START Supplied information

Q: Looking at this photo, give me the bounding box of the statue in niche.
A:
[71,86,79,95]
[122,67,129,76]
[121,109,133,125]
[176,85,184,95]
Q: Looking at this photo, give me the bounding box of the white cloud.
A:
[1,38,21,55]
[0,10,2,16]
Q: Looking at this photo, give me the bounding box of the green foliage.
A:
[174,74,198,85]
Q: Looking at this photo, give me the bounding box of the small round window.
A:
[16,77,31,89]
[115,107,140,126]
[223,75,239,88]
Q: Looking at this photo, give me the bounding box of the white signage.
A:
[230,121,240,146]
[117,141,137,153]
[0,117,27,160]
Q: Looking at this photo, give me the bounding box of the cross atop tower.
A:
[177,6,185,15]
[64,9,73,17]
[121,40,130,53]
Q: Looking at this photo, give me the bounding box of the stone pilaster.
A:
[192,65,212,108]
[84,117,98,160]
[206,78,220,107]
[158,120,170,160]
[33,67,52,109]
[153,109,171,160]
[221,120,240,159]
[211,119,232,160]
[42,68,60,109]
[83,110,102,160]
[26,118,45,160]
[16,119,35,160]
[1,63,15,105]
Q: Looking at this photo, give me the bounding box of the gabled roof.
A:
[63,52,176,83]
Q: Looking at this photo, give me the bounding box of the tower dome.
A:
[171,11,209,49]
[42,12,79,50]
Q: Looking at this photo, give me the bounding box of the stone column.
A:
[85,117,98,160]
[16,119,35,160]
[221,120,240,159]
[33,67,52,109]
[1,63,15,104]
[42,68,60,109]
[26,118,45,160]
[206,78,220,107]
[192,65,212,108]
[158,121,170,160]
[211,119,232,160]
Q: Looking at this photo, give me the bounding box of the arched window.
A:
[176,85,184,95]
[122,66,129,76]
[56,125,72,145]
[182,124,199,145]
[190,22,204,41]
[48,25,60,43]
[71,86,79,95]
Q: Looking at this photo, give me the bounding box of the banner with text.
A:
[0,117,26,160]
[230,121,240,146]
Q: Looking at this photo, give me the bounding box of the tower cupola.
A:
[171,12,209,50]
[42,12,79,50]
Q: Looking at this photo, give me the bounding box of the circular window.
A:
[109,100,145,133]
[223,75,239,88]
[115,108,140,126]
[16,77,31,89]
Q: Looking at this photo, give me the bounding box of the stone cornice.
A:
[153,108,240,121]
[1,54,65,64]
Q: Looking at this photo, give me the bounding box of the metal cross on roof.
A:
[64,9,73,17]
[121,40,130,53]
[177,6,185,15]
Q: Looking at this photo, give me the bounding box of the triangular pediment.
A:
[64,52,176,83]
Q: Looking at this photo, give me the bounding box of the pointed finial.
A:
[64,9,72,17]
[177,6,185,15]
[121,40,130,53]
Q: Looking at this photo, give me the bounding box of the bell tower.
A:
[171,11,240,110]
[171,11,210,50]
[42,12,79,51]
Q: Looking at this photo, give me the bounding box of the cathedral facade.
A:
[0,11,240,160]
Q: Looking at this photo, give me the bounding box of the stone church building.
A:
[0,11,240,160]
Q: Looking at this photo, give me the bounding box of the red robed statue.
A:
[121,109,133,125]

END Supplied information

Your answer should be a single number: how many lines of the material above include "tower".

4